→ Task statement
Return the lines below in which the string "mountain" occurs.

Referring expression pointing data
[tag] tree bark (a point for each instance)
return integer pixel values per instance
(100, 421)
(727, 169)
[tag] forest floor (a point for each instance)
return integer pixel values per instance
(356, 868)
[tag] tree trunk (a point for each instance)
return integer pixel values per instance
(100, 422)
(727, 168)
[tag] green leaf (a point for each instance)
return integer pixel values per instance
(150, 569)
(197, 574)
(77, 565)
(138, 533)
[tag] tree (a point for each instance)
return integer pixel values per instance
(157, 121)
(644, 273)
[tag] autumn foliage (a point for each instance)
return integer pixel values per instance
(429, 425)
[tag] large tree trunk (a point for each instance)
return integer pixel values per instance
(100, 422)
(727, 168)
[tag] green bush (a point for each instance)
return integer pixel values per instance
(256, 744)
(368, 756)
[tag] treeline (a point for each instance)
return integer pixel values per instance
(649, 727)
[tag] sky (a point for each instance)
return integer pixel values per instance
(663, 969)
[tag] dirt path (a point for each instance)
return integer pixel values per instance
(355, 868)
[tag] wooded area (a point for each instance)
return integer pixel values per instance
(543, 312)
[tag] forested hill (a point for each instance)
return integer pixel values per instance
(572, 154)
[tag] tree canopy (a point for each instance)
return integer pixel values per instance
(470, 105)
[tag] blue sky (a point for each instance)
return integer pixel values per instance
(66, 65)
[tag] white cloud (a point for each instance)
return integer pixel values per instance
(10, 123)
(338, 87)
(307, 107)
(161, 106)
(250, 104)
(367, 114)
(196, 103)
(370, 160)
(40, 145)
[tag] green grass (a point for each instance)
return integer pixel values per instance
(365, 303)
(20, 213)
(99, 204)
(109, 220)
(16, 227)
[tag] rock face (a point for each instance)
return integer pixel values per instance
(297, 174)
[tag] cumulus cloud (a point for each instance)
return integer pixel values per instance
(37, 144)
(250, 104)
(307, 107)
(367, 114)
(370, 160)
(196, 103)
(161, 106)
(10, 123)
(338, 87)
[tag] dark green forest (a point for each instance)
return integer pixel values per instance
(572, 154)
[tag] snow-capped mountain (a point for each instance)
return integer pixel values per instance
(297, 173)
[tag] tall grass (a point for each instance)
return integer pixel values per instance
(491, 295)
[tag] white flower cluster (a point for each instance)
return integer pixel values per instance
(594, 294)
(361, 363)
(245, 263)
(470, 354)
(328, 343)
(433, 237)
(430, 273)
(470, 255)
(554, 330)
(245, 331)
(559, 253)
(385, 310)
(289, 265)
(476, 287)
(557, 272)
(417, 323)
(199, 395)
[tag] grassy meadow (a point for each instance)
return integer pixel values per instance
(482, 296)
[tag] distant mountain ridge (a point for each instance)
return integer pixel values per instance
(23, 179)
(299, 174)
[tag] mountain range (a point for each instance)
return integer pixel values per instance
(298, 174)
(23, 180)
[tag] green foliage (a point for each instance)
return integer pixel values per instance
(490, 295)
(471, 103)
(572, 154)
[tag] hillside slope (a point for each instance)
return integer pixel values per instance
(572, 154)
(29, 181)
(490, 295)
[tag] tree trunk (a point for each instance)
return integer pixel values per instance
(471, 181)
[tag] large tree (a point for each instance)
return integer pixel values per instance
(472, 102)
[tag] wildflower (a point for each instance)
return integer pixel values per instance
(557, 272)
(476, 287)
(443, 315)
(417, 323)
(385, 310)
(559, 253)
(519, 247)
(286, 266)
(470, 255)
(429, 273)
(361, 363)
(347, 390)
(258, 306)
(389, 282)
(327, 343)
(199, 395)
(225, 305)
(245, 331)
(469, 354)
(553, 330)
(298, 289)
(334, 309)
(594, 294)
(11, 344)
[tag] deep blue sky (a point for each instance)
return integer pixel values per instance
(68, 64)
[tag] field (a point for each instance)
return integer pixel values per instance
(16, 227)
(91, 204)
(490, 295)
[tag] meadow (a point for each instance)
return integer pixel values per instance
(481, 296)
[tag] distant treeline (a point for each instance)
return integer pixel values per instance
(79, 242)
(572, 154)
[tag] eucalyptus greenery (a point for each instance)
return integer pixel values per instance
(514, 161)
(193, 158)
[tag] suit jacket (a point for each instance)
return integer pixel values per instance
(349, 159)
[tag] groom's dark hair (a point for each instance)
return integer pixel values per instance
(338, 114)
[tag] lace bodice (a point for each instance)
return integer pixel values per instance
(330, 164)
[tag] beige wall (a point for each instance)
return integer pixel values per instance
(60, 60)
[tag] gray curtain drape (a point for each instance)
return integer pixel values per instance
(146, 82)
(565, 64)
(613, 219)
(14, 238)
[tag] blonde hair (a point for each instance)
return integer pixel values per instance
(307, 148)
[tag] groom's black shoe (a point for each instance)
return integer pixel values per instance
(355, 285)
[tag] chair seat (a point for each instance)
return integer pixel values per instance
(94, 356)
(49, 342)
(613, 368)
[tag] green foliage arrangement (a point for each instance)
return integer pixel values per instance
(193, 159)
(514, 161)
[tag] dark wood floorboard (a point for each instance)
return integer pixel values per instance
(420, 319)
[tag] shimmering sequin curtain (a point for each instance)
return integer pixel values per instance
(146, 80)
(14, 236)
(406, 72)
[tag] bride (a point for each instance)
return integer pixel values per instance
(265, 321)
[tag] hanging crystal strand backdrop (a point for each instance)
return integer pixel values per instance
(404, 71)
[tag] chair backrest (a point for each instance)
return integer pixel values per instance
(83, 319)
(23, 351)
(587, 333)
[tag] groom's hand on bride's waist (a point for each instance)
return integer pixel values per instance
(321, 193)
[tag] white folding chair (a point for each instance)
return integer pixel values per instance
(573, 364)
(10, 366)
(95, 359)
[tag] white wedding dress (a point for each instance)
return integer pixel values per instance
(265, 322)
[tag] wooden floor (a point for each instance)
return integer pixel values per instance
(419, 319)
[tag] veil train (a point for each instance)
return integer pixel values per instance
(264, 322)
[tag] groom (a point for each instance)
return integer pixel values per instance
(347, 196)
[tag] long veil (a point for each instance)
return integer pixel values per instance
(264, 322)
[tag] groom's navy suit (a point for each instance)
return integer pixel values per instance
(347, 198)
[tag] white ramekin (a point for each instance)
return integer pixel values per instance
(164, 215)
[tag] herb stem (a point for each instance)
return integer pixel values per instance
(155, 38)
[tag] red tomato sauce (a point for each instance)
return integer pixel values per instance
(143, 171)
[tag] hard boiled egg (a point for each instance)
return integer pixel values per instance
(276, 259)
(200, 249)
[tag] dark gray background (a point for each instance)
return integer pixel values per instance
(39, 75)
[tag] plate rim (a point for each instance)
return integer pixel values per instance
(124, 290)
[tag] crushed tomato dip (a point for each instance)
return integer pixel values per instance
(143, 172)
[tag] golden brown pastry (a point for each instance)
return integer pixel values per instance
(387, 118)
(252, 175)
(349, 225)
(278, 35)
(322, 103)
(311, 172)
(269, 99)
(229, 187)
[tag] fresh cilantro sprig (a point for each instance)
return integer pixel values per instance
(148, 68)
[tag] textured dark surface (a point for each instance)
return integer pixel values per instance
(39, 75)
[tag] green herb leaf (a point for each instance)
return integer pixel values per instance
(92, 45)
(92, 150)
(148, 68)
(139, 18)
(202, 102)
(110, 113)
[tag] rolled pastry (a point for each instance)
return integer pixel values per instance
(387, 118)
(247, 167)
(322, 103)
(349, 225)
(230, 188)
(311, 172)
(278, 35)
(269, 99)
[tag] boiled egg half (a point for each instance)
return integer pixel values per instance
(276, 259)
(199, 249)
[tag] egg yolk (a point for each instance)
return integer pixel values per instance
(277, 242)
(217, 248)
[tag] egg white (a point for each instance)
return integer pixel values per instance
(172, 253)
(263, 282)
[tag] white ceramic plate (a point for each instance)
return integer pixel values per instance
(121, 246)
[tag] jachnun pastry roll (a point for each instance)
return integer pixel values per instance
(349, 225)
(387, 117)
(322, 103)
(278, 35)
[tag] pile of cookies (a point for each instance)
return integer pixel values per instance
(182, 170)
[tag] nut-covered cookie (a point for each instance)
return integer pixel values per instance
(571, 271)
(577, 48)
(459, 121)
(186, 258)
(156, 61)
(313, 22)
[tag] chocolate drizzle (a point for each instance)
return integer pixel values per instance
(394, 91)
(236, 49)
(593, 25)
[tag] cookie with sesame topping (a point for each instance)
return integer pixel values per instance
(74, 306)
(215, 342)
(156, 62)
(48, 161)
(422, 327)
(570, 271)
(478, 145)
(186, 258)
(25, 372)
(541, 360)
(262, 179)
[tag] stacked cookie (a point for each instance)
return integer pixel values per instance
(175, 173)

→ Response to the exercise
[tag] snow-capped mountain (a point for each instance)
[tag] distant mountain ridge (a point for each instance)
[tag] mountain range (a point for each instance)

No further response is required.